REQUIRED ACTIONS
(1) Reproduce word for word the stretch of the Racket evaluation excerpt from "So let us try" through "like (lambda () (+ 1 2))".
(2) According to the Racket evaluation excerpt, what is a parameterless function called?

PAGE EXTRACT
There are a few exceptions to this evaluation strategy. In particular, conditional expressions get evaluated differently. For this reason, if
and cond
are said to be syntactic forms rather than functions. Other examples where the strict evaluation strategy does not apply are logical operations and
, or
. Their arguments get evaluated from left to right. Once any and
's argument is evaluated to #f
, the evaluation of the remaining arguments is skipped. The result is #f
anyway. Similarly, if any or
's argument is evaluated to #t
, no further argument gets evaluated anymore.
(and #f (/ 1 0)) => #f
(or #t (+ 3 "a") (/ 1 0)) => #t
Even though some syntactic forms are not evaluated strictly, we can only define functions that are always evaluated strictly.
Apart from strict evaluation, there is another evaluation strategy called lazy that evaluates the arguments when needed. The argument's value is needed when we evaluate a function call of a built-in primitive function. Can we force Racket to evaluate some argument expressions lazily?
Suppose we want to define a function my-if
that would behave like the regular if
. Due to the strict evaluation, the following code works only partially:
(define (my-if c a b) (if c a b))
(my-if (< 0 1) 'then 'else) => 'then
(my-if (> 0 1) 'then 'else) => 'else
However, if we try the following:
(my-if (< 0 1) 'then (/ 1 0)) => /: division by zero
unlike
(if (< 0 1) 'then (/ 1 0)) => 'then
my-if
does not work because it is a function whose all argument expressions get evaluated before its body. To overcome this issue, we need to postpone the arguments' evaluation. The trick, how we can do it, is to pass the argument expressions into the function as functions. Functions (more precisely, function closures) act as usual values, so there is no need to evaluate them anymore. Moreover, we can "hide" the argument expressions inside functions' bodies. Recall that the function body gets evaluated only when we call the function.
So let us try to pass into my-if
the then and else expressions wrapped inside a parameterless function as follows:
(my-if (< 0 1) (lambda () 'then) (lambda () (/ 1 0))) => #<procedure>
The result is better; no more division by zero error. Nevertheless, the result is a function. We can call it to evaluate its body:
((my-if (< 0 1) (lambda () 'then) (lambda () (/ 1 0)))) => 'then
We can actually put the function call into the definition of my-if
:
(define (my-if c a b) (if c (a) (b)))
Now, we can apply it as follows:
(my-if (< 0 1) (lambda () 'then) (lambda () (/ 1 0))) => 'then
It is awkward to wrap all the argument expressions into (lambda () ...)
. A parameterless function like (lambda () (+ 1 2))
is called a thunk. Racket even has a syntactic form creating a thunk from a given expression as follows:
(thunk (+ 1 2)) => #<procedure>
It is equivalent to
(lambda () (+ 1 2))

PROVIDED RECORDS
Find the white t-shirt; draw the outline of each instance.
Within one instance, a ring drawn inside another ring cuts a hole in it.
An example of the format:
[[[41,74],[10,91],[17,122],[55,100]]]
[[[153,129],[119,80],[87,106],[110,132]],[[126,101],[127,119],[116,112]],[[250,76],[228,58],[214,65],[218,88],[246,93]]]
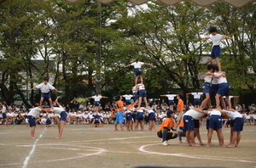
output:
[[[49,90],[55,90],[55,88],[51,84],[47,83],[47,85],[44,85],[44,82],[38,85],[36,87],[40,89],[41,92],[44,92],[44,93],[49,92]]]
[[[65,111],[63,108],[55,107],[53,109],[50,109],[55,114],[61,114],[62,111]]]
[[[201,95],[202,94],[202,92],[191,92],[191,95],[194,96],[194,98],[200,98]]]
[[[123,97],[125,98],[125,100],[130,100],[133,96],[131,94],[125,94]]]
[[[134,86],[131,89],[132,92],[137,92],[137,89],[138,89],[138,87],[137,86]]]
[[[204,113],[198,112],[195,109],[189,109],[184,114],[184,115],[191,116],[195,120],[200,120],[200,118],[204,115]]]
[[[210,39],[212,41],[212,47],[219,46],[221,40],[223,39],[223,36],[220,34],[216,34],[215,36],[211,36]]]
[[[220,75],[222,75],[222,73],[214,73],[215,76],[218,76]],[[221,76],[220,78],[218,78],[218,83],[220,84],[220,83],[227,83],[228,81],[227,81],[227,78],[224,77],[224,76]]]
[[[216,77],[213,77],[212,81],[212,84],[213,84],[213,85],[218,85],[218,79],[216,78]]]
[[[41,111],[41,110],[42,110],[42,109],[41,109],[40,108],[36,107],[36,108],[32,109],[27,114],[27,115],[32,115],[32,116],[33,116],[34,118],[38,118],[38,116],[40,115],[40,111]]]
[[[242,118],[241,115],[240,113],[238,113],[237,111],[227,111],[227,116],[231,120],[235,120],[236,118]]]
[[[134,68],[142,68],[142,65],[144,64],[143,62],[134,62],[132,64],[131,64],[132,66],[134,66]]]
[[[94,101],[99,102],[102,97],[98,95],[98,96],[93,96],[91,98],[94,98]]]
[[[208,115],[221,115],[220,111],[218,110],[212,110],[212,111],[208,111]]]
[[[168,100],[174,100],[174,98],[176,97],[176,94],[166,94],[166,97],[168,98]]]
[[[139,90],[145,90],[145,86],[143,84],[138,84],[137,87],[139,87]]]
[[[206,76],[204,77],[205,82],[208,82],[208,83],[211,83],[212,79],[212,76]]]
[[[3,106],[3,108],[2,108],[2,113],[5,113],[5,112],[6,112],[6,107]]]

RESPONSES
(1)
So let us try to pass into my-if
the then and else expressions wrapped inside a parameterless function as follows:
(my-if (< 0 1) (lambda () 'then) (lambda () (/ 1 0))) => #<procedure>
The result is better; no more division by zero error. Nevertheless, the result is a function. We can call it to evaluate its body:
((my-if (< 0 1) (lambda () 'then) (lambda () (/ 1 0)))) => 'then
We can actually put the function call into the definition of my-if
:
(define (my-if c a b) (if c (a) (b)))
Now, we can apply it as follows:
(my-if (< 0 1) (lambda () 'then) (lambda () (/ 1 0))) => 'then
It is awkward to wrap all the argument expressions into (lambda () ...)
. A parameterless function like (lambda () (+ 1 2))

(2) A thunk.